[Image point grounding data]

*** Block opens ***

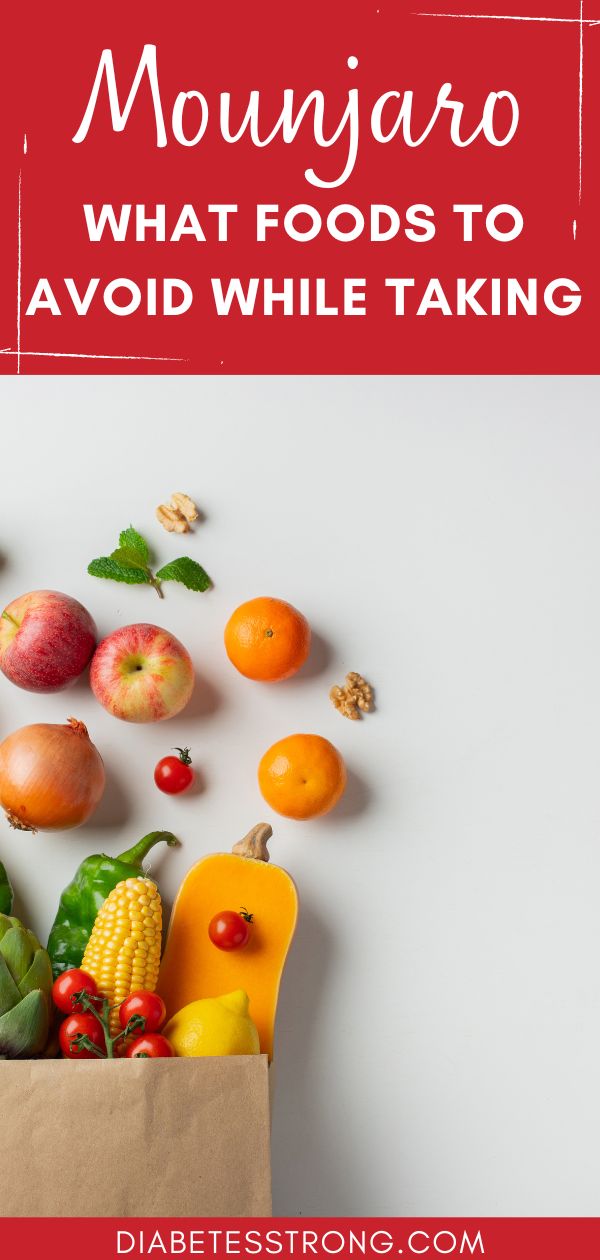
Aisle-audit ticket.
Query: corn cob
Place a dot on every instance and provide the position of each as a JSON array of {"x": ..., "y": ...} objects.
[{"x": 122, "y": 953}]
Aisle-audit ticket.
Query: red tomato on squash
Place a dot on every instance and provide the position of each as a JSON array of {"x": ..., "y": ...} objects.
[
  {"x": 83, "y": 1025},
  {"x": 174, "y": 775},
  {"x": 230, "y": 929},
  {"x": 69, "y": 983},
  {"x": 146, "y": 1004},
  {"x": 151, "y": 1045}
]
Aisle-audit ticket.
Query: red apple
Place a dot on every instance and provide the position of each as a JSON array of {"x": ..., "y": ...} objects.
[
  {"x": 141, "y": 674},
  {"x": 46, "y": 640}
]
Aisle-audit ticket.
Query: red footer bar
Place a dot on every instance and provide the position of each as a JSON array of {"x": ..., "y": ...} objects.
[{"x": 372, "y": 1237}]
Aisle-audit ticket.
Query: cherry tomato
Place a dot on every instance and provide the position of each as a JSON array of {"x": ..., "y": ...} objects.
[
  {"x": 230, "y": 929},
  {"x": 149, "y": 1006},
  {"x": 69, "y": 983},
  {"x": 87, "y": 1026},
  {"x": 151, "y": 1045},
  {"x": 174, "y": 774}
]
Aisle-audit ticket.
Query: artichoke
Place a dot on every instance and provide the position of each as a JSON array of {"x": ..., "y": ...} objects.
[{"x": 25, "y": 983}]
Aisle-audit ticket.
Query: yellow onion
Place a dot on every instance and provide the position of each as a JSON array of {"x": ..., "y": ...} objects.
[{"x": 51, "y": 776}]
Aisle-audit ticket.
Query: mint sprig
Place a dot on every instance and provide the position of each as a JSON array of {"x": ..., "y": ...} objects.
[
  {"x": 185, "y": 571},
  {"x": 130, "y": 562}
]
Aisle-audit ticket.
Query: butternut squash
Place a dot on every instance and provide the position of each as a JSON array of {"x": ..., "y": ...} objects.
[{"x": 194, "y": 968}]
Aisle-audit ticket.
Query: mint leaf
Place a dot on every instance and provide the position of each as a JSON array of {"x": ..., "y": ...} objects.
[
  {"x": 185, "y": 571},
  {"x": 131, "y": 541},
  {"x": 130, "y": 558},
  {"x": 106, "y": 566}
]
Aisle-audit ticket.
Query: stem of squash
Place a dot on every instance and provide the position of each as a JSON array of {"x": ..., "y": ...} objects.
[{"x": 255, "y": 843}]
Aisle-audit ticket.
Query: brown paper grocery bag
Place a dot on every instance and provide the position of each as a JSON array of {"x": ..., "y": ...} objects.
[{"x": 158, "y": 1137}]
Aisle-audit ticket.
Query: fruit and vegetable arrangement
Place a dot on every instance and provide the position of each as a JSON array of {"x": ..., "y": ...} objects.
[{"x": 105, "y": 987}]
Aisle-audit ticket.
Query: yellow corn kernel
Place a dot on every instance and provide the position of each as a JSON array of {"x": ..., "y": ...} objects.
[{"x": 122, "y": 953}]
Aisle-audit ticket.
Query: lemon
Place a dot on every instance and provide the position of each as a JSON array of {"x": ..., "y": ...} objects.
[{"x": 213, "y": 1026}]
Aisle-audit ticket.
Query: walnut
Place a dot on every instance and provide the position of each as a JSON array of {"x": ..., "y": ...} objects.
[
  {"x": 172, "y": 519},
  {"x": 354, "y": 698},
  {"x": 185, "y": 505},
  {"x": 178, "y": 514}
]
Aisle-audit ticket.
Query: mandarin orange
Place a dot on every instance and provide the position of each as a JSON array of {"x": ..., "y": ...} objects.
[
  {"x": 267, "y": 639},
  {"x": 301, "y": 776}
]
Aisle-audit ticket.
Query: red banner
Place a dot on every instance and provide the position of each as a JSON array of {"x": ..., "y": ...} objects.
[
  {"x": 494, "y": 1237},
  {"x": 348, "y": 188}
]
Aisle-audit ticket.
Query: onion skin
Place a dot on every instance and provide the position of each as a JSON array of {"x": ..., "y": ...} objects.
[{"x": 51, "y": 776}]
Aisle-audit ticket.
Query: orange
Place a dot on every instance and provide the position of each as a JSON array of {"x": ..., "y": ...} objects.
[
  {"x": 267, "y": 639},
  {"x": 301, "y": 776}
]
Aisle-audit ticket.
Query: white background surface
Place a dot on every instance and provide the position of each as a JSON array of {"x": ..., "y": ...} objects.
[{"x": 438, "y": 1045}]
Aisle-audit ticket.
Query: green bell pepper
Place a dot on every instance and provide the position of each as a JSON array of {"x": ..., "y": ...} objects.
[
  {"x": 80, "y": 904},
  {"x": 5, "y": 892}
]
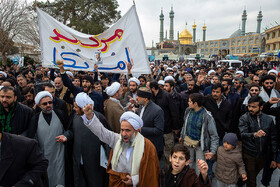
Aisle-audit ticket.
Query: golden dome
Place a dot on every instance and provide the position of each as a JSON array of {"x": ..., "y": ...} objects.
[
  {"x": 185, "y": 37},
  {"x": 204, "y": 27}
]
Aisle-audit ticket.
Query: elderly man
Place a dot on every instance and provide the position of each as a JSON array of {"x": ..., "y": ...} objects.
[
  {"x": 14, "y": 116},
  {"x": 113, "y": 108},
  {"x": 153, "y": 119},
  {"x": 133, "y": 159},
  {"x": 268, "y": 91},
  {"x": 130, "y": 96},
  {"x": 87, "y": 147},
  {"x": 87, "y": 87},
  {"x": 50, "y": 126}
]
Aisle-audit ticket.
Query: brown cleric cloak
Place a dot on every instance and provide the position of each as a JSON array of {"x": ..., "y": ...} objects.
[{"x": 148, "y": 171}]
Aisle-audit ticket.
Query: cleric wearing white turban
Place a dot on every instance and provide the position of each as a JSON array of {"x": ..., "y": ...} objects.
[
  {"x": 3, "y": 73},
  {"x": 240, "y": 72},
  {"x": 42, "y": 95},
  {"x": 135, "y": 121},
  {"x": 210, "y": 72},
  {"x": 82, "y": 99},
  {"x": 134, "y": 79},
  {"x": 169, "y": 78},
  {"x": 69, "y": 73},
  {"x": 273, "y": 71},
  {"x": 113, "y": 89},
  {"x": 132, "y": 155}
]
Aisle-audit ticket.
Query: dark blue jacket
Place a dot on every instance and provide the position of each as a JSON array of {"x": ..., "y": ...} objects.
[{"x": 95, "y": 96}]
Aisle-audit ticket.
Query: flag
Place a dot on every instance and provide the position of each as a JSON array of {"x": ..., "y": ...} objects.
[{"x": 111, "y": 50}]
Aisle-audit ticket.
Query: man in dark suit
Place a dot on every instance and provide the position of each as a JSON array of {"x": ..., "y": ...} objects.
[
  {"x": 21, "y": 161},
  {"x": 153, "y": 119}
]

*** Block closes ***

▶ **Problem description**
Verbatim copy with pictures excluded: write out the records above in full.

▶ **Solved exercise**
Aisle-audit ticket.
Query: corn cob
Place a dot on every instance and provide the position of each as a JSON array of {"x": ..., "y": ...} objects.
[{"x": 122, "y": 953}]
Aisle-audit ticket.
Query: red tomato on squash
Place a dot on every instance and provide the position of each as a JSON array of {"x": ..., "y": ...} objects.
[
  {"x": 83, "y": 1025},
  {"x": 174, "y": 775},
  {"x": 230, "y": 929},
  {"x": 69, "y": 983},
  {"x": 146, "y": 1004},
  {"x": 151, "y": 1045}
]
Aisle-audit ticket.
Query: red apple
Place a dot on every instance and provide the position of each as a JSON array of {"x": ..., "y": ...} objects.
[
  {"x": 141, "y": 674},
  {"x": 46, "y": 640}
]
Aisle-audit ticket.
Query: red footer bar
Place a dot on every instance and provide the position of each as a JSON array of {"x": ..., "y": ...} objects.
[{"x": 372, "y": 1237}]
Aisle-audit ticket.
Query: cherry tomato
Place a dot on every instance and provide the position of each as a JSON array of {"x": ..., "y": ...} objects.
[
  {"x": 230, "y": 929},
  {"x": 149, "y": 1006},
  {"x": 69, "y": 983},
  {"x": 87, "y": 1026},
  {"x": 151, "y": 1045},
  {"x": 174, "y": 774}
]
Aisle-audit ticket.
Query: artichoke
Place a dot on every instance and provide the position of each as a JSON array of {"x": ..., "y": ...} objects.
[{"x": 25, "y": 983}]
Aisle-audit ticket.
Query: yellow onion
Place a dot on every instance and provide the position of each as a JSON array of {"x": ..., "y": ...} objects.
[{"x": 51, "y": 776}]
Aisle-audit ticket.
Query: mint sprig
Place a dot on every instance and provide the position of each as a JSON array of {"x": ..., "y": ...} objects.
[
  {"x": 185, "y": 571},
  {"x": 130, "y": 562}
]
Aisle-audit ticket.
Query: butternut squash
Place a dot on every instance and provide the position of each as a JSON array of {"x": ..., "y": ...} objects.
[{"x": 194, "y": 968}]
Aisle-audit ticket.
Query: mint leaf
Place a dot on every instance and provide the position of each as a JSON array of {"x": ..., "y": ...} objects.
[
  {"x": 185, "y": 571},
  {"x": 131, "y": 541},
  {"x": 130, "y": 558},
  {"x": 106, "y": 566}
]
Aisle-audit ticket.
Query: stem of squash
Place a dot on every instance and provide the position of each as a JSON array of {"x": ..., "y": ...} objects.
[{"x": 255, "y": 843}]
Aisle-audit ticket.
Query: brown paper grocery bag
Place a dot on every instance and provide the position of each as a JSON array of {"x": ..., "y": ...} objects.
[{"x": 158, "y": 1137}]
Aisle-audit ticket.
Query: fruit and vegetable arrangement
Place a dot on every instance and provide the position of each as a JSON array of {"x": ..., "y": ...} objects.
[{"x": 105, "y": 987}]
Aisle-audit ticket.
Query: yellow corn kernel
Place a dot on every instance and provide the position of each as a JSON array of {"x": ..., "y": ...} objects.
[{"x": 122, "y": 953}]
Aisle-audit ticket.
Query: lemon
Place a dot on every instance and provide the position of each as a JSON array of {"x": ..., "y": ...} objects.
[{"x": 213, "y": 1026}]
Aisle-audit ticket.
Query: walnut
Place a dot on every instance and provide the position of each as a JSON array of {"x": ..., "y": ...} objects.
[
  {"x": 172, "y": 519},
  {"x": 354, "y": 698},
  {"x": 185, "y": 505},
  {"x": 178, "y": 514}
]
Aisle-audit ticket.
Query: mandarin orange
Place a dot on every instance and provide the position of each as a JSON array of {"x": ..., "y": ...} objects.
[
  {"x": 267, "y": 639},
  {"x": 301, "y": 776}
]
Aisle-audit ticket.
Query: red banner
Place a dot on every instance and provide the position of each as a JSON array of {"x": ..., "y": ...} objects.
[
  {"x": 494, "y": 1237},
  {"x": 348, "y": 188}
]
Aisle-audit ticket.
Query: onion skin
Place a dot on every instance and provide the position of each as a JSON array of {"x": ..., "y": ...} objects.
[{"x": 51, "y": 776}]
Aisle-audit ticket.
Query: orange
Place a dot on every instance and provide the position of each as a JSON array of {"x": ..., "y": ...} objects.
[
  {"x": 267, "y": 639},
  {"x": 301, "y": 776}
]
Aisle-audit ticket.
Query: white background surface
Place a dot on every instance and provide the position of each as a JSON array of {"x": ..., "y": ...} objects.
[{"x": 438, "y": 1045}]
Aisle-audit ticket.
Query: green bell pepper
Place a dot on every instance and provide the position of each as a JSON array of {"x": ..., "y": ...} objects.
[
  {"x": 80, "y": 904},
  {"x": 5, "y": 892}
]
Aisle-audit ticket.
Query: golden dome
Place a dot on every instance and provide the position of each as a JSON array of {"x": ..., "y": ...} objects.
[
  {"x": 185, "y": 37},
  {"x": 204, "y": 27}
]
Aisle-audit ticket.
Query: elderly man
Place a dot on every instance and provide the position of each as a JSON array of {"x": ..., "y": ...} objects.
[
  {"x": 14, "y": 116},
  {"x": 113, "y": 108},
  {"x": 153, "y": 119},
  {"x": 133, "y": 159},
  {"x": 268, "y": 91},
  {"x": 130, "y": 96},
  {"x": 87, "y": 147},
  {"x": 87, "y": 87},
  {"x": 50, "y": 126}
]
Aisle-audit ticket.
Query: brown cleric cloak
Place a dot on every instance and provide the position of each as a JSON array of {"x": ..., "y": ...} objects.
[{"x": 148, "y": 171}]
Aisle-audit ticket.
Query: cleric wearing white turban
Place a dot on every instance and provide the position of each as a JSON array of {"x": ..., "y": ...} objects.
[
  {"x": 3, "y": 73},
  {"x": 240, "y": 72},
  {"x": 42, "y": 95},
  {"x": 135, "y": 121},
  {"x": 210, "y": 72},
  {"x": 82, "y": 99},
  {"x": 134, "y": 79},
  {"x": 169, "y": 78},
  {"x": 69, "y": 73},
  {"x": 273, "y": 71},
  {"x": 113, "y": 89},
  {"x": 132, "y": 155}
]
Aisle-audit ticket.
Query: dark blue jacket
Place a dot on every instance and provide the position of each as a JSON array of {"x": ..., "y": ...} objects.
[{"x": 95, "y": 96}]
Aisle-audit ticket.
Query: flag
Place a dot on every instance and provide the position of each as a JSON array of {"x": ..., "y": ...} objects.
[{"x": 111, "y": 50}]
Aisle-audit ticket.
Query: man in dark suit
Place a dot on every instance and provide the position of each as a JSON array of {"x": ..., "y": ...} objects.
[
  {"x": 21, "y": 161},
  {"x": 153, "y": 119}
]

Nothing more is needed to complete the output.